Tarefas escritas ->
**A.** No trecho sobre a Igreja sinodal, quais são as duas diferenças que formam as resistências estruturais contra as quais esbarra o projeto de redescoberta da dimensão sinodal?
**B.** Copie do trecho sobre a Igreja sinodal, sem nenhuma alteração, a parte que começa em "Desse pressuposto deriva" e termina em "e instrutivo paradoxo.".

Trecho fornecido ->
______________________________

A resistência a essas diferenças não terminou com o fim da societas inaequalis, com a superação da escravidão e da sociedade classista. Não é por acaso que o projeto de redescoberta de uma dimensão “sinodal” da Igreja esbarra precisamente contra essas duas resistências estruturais: por um lado, a diferença entre clérigos e leigos, e pelo outro, entre homens e mulheres. O progresso numa Igreja, que partilha uma coparticipação no governo da Igreja de forma mais estrutural, implica uma revisão profunda das duas oposições que caracterizaram teologicamente pelo menos o último milênio. Esta não é de forma alguma uma tarefa simples. Porque, por um lado, os “leigos” caracterizam-se precisamente pelo fato de “não ter a autoridade dos clérigos”; e por outro lado, as “mulheres” caracterizam-se pelo fato de “não ter a autoridade dos homens”. Se mantemos essa dupla diferença “ontológica”, cada palavra sobre o Sínodo resulta mera retórica e conversa sem fruto.
Desse pressuposto deriva uma dupla consequência curiosa: por um lado, a pretensão de que, para compreender e justificar essas diferenças, não se raciocina em termos de autoridade ou poder, mas em termos de “serviço”. Por outro lado, que a urgente redescoberta da fraternidade possa de alguma forma desafiar a liberdade e a igualdade. Examinemos brevemente esse duplo e instrutivo paradoxo.
– Por um lado, a substituição do “serviço” pelo “poder” não resolve muito, nem na forma de pensar a diferença entre leigos e clérigos, nem na forma de conceber a diferença entre homens e mulheres. O exercício da autoridade no serviço é um fator discriminatório que ainda hoje exclui, de fato, uma grande parte dos sujeitos das decisões eclesiais. Em vista dessa perspectiva falar em autoridade, poder, ministério ou serviço pouco muda.

______________________________

Registros armazenados ->
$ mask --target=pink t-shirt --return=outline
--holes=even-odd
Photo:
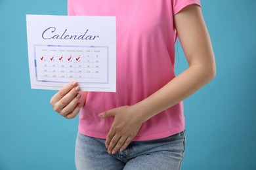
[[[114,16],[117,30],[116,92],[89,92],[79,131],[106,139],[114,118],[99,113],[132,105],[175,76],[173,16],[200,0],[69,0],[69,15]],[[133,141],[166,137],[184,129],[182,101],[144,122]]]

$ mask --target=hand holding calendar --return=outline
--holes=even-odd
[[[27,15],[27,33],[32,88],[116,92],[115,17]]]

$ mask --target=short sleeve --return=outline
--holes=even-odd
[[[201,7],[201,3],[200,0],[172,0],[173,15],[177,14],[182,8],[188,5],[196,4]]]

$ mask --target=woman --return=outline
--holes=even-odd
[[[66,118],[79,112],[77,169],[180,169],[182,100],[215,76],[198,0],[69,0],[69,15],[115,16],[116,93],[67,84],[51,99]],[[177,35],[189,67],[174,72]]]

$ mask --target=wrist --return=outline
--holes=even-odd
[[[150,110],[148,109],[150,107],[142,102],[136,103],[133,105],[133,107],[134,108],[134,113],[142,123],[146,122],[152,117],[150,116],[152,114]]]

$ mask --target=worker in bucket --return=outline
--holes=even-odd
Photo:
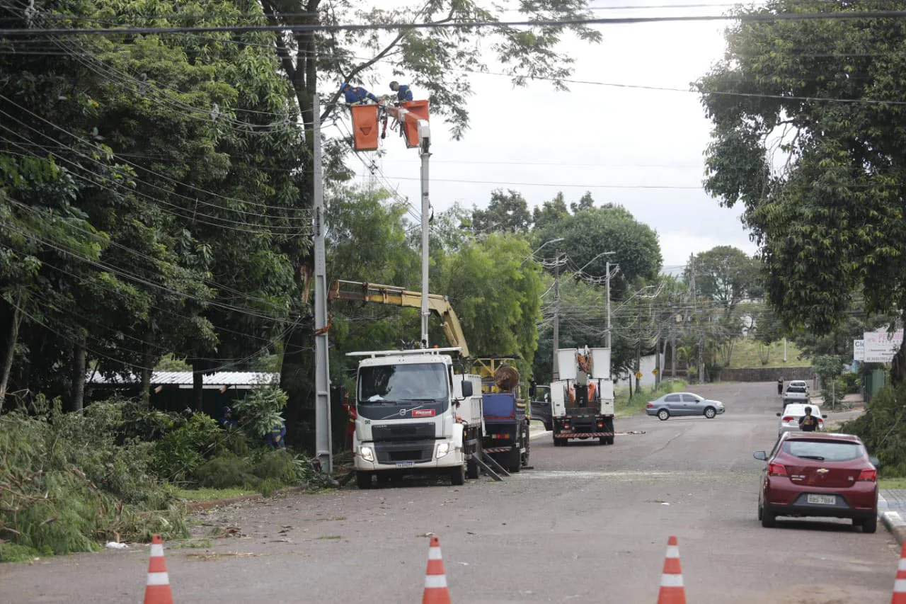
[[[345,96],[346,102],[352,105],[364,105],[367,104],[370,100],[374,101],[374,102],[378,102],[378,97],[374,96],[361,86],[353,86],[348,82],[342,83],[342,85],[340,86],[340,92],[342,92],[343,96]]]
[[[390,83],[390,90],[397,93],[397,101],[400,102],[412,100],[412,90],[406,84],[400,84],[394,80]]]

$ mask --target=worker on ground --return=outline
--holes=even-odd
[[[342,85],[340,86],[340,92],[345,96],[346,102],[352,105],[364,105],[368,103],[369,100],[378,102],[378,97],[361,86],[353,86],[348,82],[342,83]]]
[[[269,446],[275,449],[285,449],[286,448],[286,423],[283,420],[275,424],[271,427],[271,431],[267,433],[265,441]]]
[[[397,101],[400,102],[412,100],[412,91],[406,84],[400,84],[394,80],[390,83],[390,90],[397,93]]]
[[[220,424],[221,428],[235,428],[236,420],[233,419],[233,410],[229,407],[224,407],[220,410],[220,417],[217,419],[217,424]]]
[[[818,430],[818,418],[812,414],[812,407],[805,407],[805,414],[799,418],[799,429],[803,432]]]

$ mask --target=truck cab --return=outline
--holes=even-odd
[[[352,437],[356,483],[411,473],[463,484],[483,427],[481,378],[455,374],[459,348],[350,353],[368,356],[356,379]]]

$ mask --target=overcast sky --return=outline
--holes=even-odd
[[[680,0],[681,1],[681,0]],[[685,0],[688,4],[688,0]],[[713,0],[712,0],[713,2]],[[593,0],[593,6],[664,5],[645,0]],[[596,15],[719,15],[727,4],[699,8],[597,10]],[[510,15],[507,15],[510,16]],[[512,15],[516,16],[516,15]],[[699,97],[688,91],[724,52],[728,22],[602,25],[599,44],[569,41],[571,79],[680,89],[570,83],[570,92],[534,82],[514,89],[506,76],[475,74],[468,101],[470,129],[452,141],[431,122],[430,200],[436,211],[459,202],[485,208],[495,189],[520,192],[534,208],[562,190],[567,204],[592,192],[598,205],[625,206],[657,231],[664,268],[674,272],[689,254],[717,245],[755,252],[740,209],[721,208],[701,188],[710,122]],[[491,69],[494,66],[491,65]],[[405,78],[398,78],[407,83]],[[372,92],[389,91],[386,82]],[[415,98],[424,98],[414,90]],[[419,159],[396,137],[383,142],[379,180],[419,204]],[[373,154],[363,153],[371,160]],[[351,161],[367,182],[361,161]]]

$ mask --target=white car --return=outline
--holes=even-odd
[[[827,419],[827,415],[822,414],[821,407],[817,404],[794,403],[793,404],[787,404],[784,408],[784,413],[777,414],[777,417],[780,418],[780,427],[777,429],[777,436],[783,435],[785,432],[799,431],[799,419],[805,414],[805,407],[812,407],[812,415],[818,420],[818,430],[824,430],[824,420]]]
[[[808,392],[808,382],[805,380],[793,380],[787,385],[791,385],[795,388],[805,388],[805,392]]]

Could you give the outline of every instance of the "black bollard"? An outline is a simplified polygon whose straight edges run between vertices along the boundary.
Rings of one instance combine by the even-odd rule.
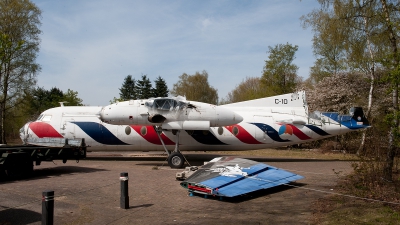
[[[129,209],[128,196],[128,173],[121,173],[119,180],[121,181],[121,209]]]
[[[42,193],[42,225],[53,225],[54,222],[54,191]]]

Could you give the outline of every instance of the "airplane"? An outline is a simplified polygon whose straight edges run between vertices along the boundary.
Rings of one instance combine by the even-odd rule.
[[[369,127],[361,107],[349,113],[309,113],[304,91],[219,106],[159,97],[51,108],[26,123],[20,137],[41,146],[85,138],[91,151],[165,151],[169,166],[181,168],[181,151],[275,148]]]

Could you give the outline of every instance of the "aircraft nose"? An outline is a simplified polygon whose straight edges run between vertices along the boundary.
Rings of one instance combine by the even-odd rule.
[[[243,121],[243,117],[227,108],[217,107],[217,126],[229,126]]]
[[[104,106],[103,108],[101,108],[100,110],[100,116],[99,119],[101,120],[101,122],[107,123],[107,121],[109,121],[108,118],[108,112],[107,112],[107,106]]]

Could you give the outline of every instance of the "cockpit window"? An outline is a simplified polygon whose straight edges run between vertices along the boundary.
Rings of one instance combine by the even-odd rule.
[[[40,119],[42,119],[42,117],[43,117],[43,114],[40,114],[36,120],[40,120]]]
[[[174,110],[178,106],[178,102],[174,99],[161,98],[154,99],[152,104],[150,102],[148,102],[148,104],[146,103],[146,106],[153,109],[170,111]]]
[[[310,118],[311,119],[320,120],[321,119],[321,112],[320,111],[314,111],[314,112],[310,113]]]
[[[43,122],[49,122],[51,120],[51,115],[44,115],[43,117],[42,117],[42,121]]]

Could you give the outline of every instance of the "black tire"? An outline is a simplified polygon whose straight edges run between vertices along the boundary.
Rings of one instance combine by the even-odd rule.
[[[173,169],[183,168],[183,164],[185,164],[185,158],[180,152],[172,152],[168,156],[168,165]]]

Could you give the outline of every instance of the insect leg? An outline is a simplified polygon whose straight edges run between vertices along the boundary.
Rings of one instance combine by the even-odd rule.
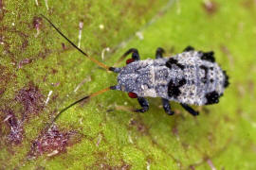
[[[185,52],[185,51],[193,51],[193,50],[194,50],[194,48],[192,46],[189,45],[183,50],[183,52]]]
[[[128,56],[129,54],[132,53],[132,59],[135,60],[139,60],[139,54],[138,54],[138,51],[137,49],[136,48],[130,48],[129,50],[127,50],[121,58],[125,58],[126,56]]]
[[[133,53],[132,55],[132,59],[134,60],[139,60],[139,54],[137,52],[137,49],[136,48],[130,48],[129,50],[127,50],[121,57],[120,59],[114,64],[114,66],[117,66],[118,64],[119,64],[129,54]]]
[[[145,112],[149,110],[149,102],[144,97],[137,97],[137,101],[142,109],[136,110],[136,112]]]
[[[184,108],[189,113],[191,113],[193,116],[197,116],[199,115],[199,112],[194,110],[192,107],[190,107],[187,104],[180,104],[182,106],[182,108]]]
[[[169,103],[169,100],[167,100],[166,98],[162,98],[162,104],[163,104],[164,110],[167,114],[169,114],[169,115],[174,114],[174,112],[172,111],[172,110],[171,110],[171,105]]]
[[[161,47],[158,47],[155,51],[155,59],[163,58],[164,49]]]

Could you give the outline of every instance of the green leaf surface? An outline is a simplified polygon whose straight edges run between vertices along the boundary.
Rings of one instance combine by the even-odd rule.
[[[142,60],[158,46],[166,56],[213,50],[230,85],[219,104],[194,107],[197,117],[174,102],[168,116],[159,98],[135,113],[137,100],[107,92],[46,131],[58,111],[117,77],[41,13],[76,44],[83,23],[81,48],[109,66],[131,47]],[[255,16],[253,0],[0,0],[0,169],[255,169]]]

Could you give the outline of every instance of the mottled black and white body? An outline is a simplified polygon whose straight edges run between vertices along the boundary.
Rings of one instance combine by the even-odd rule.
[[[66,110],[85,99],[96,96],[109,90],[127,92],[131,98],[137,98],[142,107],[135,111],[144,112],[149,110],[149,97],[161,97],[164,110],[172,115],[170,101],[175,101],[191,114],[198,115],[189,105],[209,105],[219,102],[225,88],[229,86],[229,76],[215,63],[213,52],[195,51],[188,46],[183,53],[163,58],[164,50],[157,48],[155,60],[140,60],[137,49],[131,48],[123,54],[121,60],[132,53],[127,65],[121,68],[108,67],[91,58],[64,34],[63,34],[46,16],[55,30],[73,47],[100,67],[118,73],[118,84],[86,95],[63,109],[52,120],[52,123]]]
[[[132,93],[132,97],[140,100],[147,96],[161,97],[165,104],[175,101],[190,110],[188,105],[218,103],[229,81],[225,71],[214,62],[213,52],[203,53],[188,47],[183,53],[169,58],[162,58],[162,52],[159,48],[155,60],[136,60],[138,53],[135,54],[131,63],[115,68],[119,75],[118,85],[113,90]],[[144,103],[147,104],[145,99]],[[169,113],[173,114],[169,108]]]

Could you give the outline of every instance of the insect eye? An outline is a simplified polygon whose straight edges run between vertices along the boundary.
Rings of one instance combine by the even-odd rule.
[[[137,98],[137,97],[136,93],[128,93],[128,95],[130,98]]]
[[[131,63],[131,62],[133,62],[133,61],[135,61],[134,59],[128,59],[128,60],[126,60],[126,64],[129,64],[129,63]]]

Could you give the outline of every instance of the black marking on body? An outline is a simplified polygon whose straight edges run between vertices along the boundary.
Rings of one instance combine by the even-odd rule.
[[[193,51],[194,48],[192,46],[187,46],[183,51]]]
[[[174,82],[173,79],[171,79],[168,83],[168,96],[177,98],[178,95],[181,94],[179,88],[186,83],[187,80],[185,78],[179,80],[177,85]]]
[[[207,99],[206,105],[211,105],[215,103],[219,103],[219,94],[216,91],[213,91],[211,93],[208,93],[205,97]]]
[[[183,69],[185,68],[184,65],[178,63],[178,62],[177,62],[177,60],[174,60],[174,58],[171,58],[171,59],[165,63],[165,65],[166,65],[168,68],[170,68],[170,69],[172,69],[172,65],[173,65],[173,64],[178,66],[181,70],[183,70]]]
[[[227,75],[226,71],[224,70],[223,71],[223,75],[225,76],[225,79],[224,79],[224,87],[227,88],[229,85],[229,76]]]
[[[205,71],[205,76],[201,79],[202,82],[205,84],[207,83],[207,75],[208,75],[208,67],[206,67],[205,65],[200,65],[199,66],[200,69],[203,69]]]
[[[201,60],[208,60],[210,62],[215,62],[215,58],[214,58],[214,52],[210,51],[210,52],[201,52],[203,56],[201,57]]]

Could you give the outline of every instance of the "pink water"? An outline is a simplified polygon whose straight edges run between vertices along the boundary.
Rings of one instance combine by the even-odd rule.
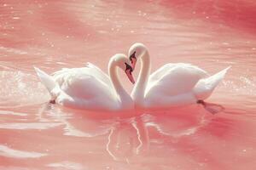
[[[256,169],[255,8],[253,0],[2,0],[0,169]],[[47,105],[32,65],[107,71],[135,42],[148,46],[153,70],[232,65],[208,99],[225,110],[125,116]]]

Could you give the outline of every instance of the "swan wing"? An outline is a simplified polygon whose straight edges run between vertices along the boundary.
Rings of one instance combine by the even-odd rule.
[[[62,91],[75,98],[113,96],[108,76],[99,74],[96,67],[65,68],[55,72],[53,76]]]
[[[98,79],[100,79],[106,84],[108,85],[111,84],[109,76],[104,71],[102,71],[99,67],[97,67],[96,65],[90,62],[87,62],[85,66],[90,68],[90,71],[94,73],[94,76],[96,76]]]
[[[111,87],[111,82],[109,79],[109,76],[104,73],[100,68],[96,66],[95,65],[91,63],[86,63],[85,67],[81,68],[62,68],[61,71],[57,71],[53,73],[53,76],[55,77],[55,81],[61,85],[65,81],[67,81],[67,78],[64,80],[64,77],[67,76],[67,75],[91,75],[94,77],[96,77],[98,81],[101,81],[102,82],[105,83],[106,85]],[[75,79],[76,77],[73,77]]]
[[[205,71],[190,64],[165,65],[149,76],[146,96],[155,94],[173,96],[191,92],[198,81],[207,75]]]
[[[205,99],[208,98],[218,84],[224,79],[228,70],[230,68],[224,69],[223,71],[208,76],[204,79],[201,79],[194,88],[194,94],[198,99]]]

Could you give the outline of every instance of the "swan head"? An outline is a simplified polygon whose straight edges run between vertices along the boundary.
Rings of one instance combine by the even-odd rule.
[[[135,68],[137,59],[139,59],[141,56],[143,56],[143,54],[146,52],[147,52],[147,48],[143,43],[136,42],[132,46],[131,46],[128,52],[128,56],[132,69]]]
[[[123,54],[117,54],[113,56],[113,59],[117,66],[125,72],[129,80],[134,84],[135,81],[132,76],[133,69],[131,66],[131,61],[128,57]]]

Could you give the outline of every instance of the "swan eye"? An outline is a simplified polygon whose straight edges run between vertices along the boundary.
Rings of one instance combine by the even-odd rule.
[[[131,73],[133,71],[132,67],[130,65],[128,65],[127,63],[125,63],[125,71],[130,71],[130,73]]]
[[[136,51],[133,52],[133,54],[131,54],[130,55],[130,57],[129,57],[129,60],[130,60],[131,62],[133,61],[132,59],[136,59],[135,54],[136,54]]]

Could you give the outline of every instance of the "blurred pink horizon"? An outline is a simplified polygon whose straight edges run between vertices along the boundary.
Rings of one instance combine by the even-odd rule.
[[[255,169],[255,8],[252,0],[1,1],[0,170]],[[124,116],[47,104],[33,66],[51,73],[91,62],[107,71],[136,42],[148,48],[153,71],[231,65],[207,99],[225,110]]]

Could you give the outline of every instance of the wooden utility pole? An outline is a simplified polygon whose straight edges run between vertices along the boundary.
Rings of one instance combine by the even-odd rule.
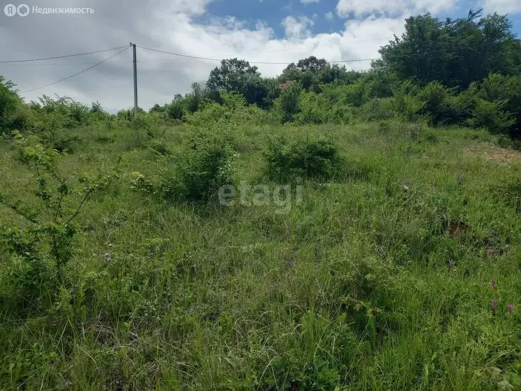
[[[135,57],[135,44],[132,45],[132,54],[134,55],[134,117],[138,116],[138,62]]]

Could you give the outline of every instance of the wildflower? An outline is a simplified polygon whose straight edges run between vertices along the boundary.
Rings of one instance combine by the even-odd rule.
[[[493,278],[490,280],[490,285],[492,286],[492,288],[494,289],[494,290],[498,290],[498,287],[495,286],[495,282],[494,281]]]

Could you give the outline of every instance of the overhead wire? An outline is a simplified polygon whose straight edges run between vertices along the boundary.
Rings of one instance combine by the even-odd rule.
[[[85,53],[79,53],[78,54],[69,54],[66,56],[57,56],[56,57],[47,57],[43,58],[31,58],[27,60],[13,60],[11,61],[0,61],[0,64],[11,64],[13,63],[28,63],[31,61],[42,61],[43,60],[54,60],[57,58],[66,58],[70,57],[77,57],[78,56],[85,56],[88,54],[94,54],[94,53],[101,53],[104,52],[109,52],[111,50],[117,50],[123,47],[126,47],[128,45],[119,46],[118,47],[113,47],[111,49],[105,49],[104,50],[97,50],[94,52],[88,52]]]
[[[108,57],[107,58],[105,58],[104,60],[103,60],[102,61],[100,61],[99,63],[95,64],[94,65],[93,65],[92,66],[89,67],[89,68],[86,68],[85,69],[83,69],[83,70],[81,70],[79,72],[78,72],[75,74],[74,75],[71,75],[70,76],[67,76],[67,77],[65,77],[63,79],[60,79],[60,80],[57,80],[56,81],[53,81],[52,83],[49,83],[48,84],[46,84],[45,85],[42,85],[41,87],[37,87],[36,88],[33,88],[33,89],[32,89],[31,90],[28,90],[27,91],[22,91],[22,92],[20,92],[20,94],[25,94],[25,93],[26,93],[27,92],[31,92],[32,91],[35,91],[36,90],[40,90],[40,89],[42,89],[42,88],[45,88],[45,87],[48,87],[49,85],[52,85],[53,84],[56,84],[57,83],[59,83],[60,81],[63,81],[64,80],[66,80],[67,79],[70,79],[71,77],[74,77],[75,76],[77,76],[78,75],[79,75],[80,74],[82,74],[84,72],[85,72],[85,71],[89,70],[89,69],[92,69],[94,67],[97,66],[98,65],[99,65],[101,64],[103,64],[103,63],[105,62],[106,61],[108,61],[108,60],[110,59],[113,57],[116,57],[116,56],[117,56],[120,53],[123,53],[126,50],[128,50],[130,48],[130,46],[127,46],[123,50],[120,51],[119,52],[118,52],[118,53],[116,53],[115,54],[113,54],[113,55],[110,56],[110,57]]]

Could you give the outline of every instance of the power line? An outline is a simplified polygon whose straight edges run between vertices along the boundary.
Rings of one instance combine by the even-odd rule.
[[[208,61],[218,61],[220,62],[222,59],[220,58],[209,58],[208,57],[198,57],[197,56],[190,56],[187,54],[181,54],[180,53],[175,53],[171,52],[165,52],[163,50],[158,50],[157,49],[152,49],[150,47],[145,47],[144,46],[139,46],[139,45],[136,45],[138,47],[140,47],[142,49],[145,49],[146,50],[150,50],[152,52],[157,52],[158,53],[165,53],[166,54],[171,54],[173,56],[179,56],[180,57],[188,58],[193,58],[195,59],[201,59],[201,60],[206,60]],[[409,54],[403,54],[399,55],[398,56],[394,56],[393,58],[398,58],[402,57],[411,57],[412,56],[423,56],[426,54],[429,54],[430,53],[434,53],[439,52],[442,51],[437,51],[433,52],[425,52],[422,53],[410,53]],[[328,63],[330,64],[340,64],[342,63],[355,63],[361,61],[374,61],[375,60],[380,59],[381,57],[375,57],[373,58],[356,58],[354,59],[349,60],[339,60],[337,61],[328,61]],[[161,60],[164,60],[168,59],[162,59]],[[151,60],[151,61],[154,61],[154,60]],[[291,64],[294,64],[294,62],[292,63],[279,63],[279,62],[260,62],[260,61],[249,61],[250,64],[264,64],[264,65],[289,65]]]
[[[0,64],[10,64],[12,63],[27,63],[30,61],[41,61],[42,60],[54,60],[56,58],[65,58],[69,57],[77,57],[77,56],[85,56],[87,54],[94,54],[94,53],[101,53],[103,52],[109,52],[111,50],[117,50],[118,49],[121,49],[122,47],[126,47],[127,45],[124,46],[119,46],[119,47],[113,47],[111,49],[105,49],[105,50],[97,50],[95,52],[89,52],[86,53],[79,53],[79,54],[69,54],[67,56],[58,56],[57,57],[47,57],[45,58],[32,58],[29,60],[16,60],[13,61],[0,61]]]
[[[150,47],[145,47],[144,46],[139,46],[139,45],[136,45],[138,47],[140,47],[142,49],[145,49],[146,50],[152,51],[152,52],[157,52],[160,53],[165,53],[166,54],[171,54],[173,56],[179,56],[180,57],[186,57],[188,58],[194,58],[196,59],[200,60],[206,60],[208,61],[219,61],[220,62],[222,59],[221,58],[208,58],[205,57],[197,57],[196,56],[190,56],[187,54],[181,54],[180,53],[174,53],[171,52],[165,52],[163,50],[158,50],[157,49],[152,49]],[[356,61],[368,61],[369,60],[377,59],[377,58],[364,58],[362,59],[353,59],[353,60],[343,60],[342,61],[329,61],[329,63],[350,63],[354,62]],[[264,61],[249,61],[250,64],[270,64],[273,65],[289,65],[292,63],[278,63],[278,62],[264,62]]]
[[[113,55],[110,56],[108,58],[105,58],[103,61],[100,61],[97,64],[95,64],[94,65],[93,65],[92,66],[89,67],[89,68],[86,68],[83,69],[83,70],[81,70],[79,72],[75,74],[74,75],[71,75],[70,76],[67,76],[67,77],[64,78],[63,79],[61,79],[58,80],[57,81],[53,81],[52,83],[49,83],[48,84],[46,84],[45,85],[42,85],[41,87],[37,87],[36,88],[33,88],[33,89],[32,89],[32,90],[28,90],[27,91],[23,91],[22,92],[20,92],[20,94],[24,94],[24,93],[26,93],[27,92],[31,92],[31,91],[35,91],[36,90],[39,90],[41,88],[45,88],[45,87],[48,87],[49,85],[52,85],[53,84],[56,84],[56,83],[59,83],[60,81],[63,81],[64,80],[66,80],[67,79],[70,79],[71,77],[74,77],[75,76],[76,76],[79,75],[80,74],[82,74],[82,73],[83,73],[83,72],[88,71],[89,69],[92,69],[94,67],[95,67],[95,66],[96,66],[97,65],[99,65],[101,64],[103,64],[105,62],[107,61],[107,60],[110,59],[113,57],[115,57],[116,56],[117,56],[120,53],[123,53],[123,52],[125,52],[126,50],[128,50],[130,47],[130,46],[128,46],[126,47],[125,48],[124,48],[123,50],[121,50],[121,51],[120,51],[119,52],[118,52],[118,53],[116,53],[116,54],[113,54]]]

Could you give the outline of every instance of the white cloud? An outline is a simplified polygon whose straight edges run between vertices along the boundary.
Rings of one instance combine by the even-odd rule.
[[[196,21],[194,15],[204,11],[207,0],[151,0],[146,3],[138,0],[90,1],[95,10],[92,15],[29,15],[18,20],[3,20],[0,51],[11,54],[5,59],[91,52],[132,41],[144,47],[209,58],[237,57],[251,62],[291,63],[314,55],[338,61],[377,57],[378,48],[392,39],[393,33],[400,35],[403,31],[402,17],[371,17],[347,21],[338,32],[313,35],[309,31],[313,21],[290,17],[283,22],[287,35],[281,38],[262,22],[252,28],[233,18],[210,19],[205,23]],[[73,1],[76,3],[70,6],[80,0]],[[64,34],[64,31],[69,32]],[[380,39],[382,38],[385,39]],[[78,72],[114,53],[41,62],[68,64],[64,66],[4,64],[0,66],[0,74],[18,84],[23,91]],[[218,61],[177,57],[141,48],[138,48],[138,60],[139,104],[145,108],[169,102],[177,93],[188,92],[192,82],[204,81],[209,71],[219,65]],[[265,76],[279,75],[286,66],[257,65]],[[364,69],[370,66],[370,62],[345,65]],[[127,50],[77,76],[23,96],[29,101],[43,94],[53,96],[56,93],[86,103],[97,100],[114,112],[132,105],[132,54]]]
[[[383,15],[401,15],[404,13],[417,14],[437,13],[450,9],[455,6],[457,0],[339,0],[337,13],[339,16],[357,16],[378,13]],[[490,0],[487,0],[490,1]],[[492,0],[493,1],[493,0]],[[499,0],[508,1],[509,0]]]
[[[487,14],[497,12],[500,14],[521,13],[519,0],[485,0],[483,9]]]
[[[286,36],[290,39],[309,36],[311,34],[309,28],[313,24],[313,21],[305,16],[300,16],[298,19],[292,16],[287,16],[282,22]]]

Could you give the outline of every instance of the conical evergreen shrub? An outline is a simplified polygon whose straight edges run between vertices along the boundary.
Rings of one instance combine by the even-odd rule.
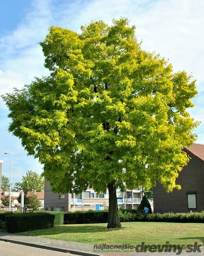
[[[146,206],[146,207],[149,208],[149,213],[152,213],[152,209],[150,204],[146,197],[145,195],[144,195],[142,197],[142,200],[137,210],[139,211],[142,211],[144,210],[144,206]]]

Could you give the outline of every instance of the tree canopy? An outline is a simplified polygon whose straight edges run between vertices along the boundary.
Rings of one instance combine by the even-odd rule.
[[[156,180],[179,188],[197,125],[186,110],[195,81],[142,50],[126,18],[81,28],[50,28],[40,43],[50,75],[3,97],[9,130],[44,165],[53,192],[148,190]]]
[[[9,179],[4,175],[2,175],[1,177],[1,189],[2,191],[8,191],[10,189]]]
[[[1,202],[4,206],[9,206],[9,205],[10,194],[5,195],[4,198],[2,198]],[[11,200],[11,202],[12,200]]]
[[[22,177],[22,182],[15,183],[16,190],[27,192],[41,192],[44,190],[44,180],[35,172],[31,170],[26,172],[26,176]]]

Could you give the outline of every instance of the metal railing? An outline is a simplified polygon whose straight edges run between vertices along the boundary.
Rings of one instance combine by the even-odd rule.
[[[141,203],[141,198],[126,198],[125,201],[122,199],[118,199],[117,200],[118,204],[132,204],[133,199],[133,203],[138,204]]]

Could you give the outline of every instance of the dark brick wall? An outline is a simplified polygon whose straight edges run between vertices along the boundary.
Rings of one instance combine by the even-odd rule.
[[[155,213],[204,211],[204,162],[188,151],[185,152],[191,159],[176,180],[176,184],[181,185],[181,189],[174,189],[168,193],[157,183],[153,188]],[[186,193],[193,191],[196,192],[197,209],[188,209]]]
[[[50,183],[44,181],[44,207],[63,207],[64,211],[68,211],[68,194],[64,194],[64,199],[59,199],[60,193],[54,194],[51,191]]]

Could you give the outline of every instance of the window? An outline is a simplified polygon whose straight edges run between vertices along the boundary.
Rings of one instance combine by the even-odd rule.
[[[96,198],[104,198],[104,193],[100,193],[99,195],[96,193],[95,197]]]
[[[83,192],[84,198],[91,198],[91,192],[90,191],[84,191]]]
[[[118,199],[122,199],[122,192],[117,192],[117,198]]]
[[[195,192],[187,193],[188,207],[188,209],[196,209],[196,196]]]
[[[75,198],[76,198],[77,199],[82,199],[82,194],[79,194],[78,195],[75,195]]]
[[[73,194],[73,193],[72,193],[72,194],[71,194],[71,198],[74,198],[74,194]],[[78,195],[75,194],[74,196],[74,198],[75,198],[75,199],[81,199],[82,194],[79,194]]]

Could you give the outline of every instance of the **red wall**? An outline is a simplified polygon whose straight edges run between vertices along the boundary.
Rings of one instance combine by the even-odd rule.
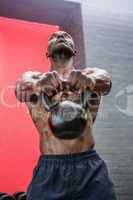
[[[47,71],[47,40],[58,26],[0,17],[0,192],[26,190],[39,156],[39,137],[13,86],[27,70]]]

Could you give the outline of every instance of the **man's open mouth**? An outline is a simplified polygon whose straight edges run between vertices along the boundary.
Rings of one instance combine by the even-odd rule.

______________________________

Em resposta ->
**A.** A diferença entre clérigos e leigos e a diferença entre homens e mulheres.

**B.**
Desse pressuposto deriva uma dupla consequência curiosa: por um lado, a pretensão de que, para compreender e justificar essas diferenças, não se raciocina em termos de autoridade ou poder, mas em termos de “serviço”. Por outro lado, que a urgente redescoberta da fraternidade possa de alguma forma desafiar a liberdade e a igualdade. Examinemos brevemente esse duplo e instrutivo paradoxo.